:: Lesetext ::

Eine Parade der Geschichte Wiens
Mit der Abfolge der überlebensgroßen Figuren wird eine Geschichte Wiens und Österreichs erzählt, die von Kaiser Marcus Aurelius bis zu Joseph Haydn reicht. In ihr treten bedeutende Herrscherpersönlichkeiten ebenso auf wie Künstler (u.a. Hans Puchsbaum, der Vorsteher der Bauhütte des Wiener Stephansdoms) und siegreiche Helden. (vgl.Czeike 1995) Angesichts dieser thematischen und epochalen Breite ist es bemerkenswert, dass insgesamt drei von 12 Personen in engem Bezug mit der zweiten Wiener Türkenbelagerung stehen – das unterstreicht die immense Bedeutung, die den Verteidigern der Stadt (Liebenberg und Starhemberg) sowie dem „Befreier“ des Reiches von osmanischer Herrschaft Prinz Eugen am Vorabend des Ersten Weltkrieges zugeschrieben wurde.
In der Beschreibung der Uhr durch die den Auftrag vergebende Versicherungsgesellschaft wird die Auswahl wie folgt begründet:
Nicht einfach war die Wahl der zwölf historischen Persönlichkeiten, welche täglich erscheinen, und man mußte sich eine gewisse Grenze darin setzen; anderseits sollten berühmte Männer aus verschiedenen Ständen die Reihe der Regenten unterbrechen. Es konnte daher nur ein ganz kleiner Bruchteil aller der großen und hervorragenden Menschen, die einst im Laufe der Jahrhunderte über den ,Hohen Markt‘ gingen und speziell für Wien eine große Bedeutung hatten, vorgeführt werden. (Der Anker 1927: 10)

:: Übungsaufgaben ::
**1.** Fasse den Lesetext in zwei Sätzen zusammen.
**2.** Welche drei Personen stehen laut dem Lesetext in engem Bezug zur zweiten Wiener Türkenbelagerung?
Das anschließende Material steht für sich und gehört nicht zum Lesetext.

(Einträge zur Beschriftung von Bildpositionen)
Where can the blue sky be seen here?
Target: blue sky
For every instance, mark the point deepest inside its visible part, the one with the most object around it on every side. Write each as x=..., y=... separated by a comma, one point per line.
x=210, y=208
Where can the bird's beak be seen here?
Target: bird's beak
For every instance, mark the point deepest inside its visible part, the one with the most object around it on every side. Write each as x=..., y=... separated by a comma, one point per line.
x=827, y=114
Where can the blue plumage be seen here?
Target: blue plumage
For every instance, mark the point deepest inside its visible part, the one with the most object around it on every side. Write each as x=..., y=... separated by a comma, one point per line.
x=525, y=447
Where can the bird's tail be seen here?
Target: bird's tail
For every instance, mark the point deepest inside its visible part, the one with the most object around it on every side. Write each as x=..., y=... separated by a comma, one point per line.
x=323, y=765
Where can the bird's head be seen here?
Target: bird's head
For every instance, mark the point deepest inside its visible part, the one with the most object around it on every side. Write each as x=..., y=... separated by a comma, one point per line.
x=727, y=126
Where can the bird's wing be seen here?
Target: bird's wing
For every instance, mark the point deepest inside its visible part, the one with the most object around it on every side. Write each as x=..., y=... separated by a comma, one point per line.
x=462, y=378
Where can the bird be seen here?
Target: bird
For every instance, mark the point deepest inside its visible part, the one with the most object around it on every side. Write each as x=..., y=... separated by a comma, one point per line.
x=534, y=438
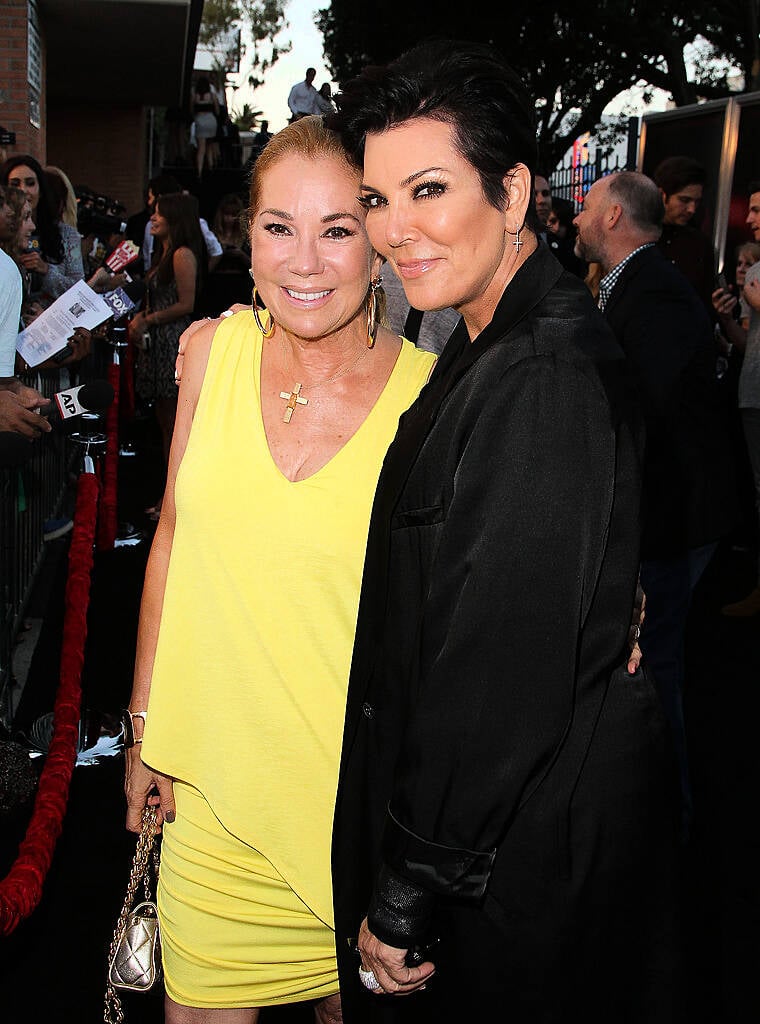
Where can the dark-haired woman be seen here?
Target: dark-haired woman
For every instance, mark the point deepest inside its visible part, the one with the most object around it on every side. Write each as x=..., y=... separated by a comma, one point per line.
x=506, y=787
x=205, y=122
x=54, y=259
x=172, y=286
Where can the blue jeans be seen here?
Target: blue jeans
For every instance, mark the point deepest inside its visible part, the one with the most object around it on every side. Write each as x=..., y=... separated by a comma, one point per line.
x=668, y=586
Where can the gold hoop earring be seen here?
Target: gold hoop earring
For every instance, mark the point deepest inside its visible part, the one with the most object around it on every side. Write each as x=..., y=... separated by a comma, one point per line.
x=372, y=312
x=255, y=308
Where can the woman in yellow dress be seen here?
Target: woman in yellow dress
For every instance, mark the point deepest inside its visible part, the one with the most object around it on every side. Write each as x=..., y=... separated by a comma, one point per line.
x=251, y=594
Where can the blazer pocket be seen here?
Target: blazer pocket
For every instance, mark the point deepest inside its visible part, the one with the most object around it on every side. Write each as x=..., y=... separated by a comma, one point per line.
x=417, y=517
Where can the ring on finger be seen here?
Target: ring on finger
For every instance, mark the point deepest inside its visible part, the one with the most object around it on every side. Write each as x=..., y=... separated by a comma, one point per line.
x=369, y=980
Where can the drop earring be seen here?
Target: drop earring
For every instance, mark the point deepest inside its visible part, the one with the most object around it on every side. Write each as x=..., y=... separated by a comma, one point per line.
x=255, y=308
x=372, y=312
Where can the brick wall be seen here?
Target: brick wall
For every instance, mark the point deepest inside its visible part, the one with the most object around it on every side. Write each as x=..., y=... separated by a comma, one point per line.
x=101, y=147
x=14, y=90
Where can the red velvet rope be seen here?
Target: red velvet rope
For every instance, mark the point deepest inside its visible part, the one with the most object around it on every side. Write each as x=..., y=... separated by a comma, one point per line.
x=20, y=891
x=107, y=523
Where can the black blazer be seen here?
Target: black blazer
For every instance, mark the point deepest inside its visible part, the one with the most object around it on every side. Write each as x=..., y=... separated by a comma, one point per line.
x=689, y=489
x=501, y=567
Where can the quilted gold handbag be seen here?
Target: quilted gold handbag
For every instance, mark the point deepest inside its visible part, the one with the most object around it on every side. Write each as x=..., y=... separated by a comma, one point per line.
x=134, y=957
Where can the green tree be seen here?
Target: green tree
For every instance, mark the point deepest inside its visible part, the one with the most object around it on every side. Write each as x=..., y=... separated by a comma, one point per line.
x=262, y=19
x=574, y=58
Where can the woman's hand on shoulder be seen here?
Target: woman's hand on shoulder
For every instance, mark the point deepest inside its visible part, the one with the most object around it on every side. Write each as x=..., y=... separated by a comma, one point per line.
x=637, y=620
x=208, y=326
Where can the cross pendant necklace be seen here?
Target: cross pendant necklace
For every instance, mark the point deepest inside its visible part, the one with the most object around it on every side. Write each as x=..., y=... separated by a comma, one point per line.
x=294, y=396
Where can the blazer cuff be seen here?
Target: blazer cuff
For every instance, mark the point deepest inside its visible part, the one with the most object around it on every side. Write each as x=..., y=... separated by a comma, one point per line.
x=445, y=869
x=399, y=911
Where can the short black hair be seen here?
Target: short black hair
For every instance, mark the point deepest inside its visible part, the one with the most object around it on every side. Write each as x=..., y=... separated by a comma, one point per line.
x=677, y=172
x=467, y=85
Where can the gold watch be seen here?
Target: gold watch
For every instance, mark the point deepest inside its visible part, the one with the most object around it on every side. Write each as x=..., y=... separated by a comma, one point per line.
x=127, y=719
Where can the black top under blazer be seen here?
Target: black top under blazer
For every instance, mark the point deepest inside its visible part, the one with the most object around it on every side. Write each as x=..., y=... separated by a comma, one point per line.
x=496, y=758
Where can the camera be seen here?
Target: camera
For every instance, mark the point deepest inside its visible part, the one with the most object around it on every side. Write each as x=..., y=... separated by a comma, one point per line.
x=99, y=215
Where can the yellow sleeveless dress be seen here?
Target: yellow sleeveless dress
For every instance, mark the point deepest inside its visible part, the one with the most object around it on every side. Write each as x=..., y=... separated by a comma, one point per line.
x=249, y=686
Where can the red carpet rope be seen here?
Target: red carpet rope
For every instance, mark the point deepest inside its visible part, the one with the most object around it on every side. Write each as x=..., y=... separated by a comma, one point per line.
x=20, y=891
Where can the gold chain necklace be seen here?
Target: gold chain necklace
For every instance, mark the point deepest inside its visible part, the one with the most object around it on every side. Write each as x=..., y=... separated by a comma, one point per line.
x=294, y=396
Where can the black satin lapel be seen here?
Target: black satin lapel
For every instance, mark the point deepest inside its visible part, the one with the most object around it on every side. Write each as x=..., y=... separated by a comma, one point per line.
x=538, y=275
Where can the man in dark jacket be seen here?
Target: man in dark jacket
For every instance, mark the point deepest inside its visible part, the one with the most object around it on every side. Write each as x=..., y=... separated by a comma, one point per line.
x=681, y=183
x=688, y=501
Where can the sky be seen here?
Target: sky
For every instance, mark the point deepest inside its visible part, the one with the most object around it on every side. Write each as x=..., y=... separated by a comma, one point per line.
x=271, y=97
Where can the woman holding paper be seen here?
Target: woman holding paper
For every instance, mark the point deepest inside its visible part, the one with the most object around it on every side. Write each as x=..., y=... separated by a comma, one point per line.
x=54, y=257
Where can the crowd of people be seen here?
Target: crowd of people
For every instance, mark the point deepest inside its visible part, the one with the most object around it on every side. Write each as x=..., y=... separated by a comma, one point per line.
x=448, y=666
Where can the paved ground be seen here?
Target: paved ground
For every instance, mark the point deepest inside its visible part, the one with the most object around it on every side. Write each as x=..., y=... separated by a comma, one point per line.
x=52, y=966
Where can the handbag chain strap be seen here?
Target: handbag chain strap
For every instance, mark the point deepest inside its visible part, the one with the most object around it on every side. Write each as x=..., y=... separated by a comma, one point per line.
x=140, y=873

:: Vollständige Lösungen ::
**1.** Die Abfolge von zwölf überlebensgroßen Figuren erzählt eine Geschichte Wiens und Österreichs von Kaiser Marcus Aurelius bis Joseph Haydn, in der Herrscher, Künstler und Helden auftreten, wobei drei der zwölf Personen eng mit der zweiten Wiener Türkenbelagerung verbunden sind. Laut der Versicherungsgesellschaft, die den Auftrag vergab, war die Auswahl schwierig, weil nur ein kleiner Bruchteil der für Wien bedeutenden Menschen gezeigt werden konnte und berühmte Männer aus verschiedenen Ständen die Reihe der Regenten unterbrechen sollten.

**2.** Liebenberg, Starhemberg und Prinz Eugen.